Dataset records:
════

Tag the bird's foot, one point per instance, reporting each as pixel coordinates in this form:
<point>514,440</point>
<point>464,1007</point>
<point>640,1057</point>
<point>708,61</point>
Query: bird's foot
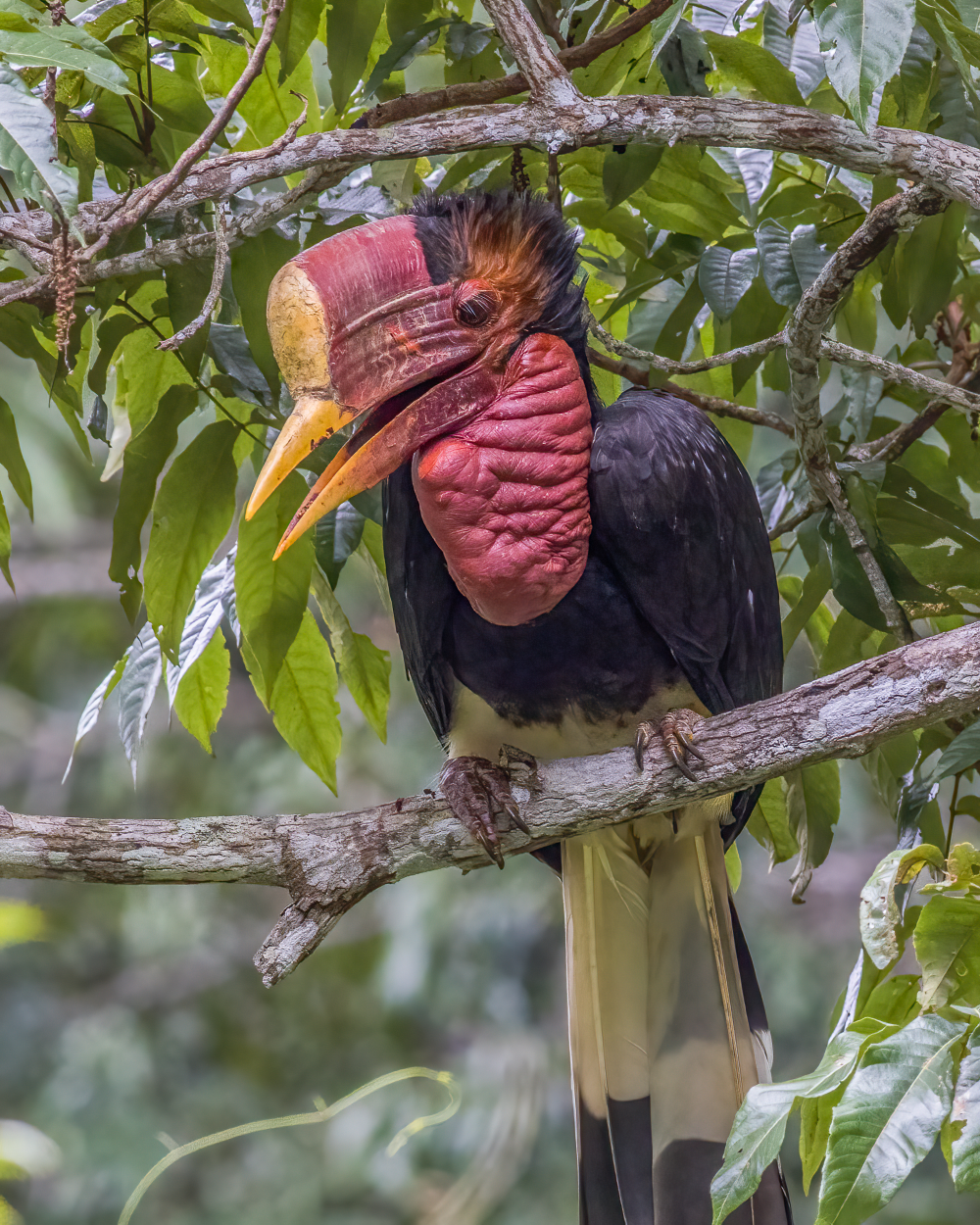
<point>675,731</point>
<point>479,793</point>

════

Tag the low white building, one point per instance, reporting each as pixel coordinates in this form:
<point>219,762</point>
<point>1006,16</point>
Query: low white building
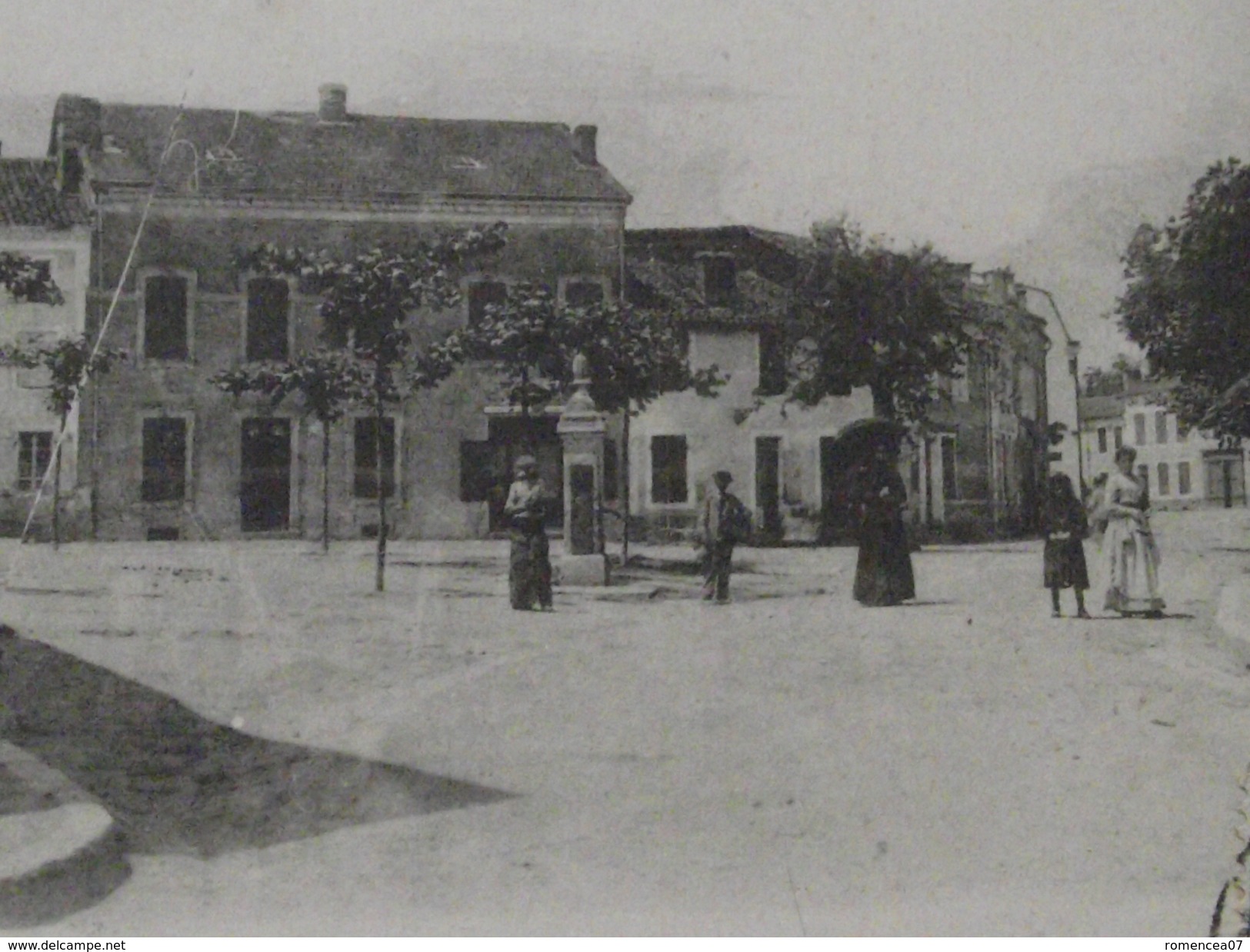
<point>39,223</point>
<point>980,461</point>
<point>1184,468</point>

════

* REQUIRED WORK
Can you turn the listing lines starting at the one containing "Tag the low" and ending at the one containing "<point>1184,468</point>" into a numbered list, skipping any blank lines? Leave the pictures out of your answer.

* TASK OUTPUT
1. Tag the low white building, one point per instance, reporting each as pixel coordinates in this form:
2. <point>219,762</point>
3. <point>1006,16</point>
4. Query: low white building
5. <point>39,223</point>
6. <point>980,461</point>
7. <point>1184,468</point>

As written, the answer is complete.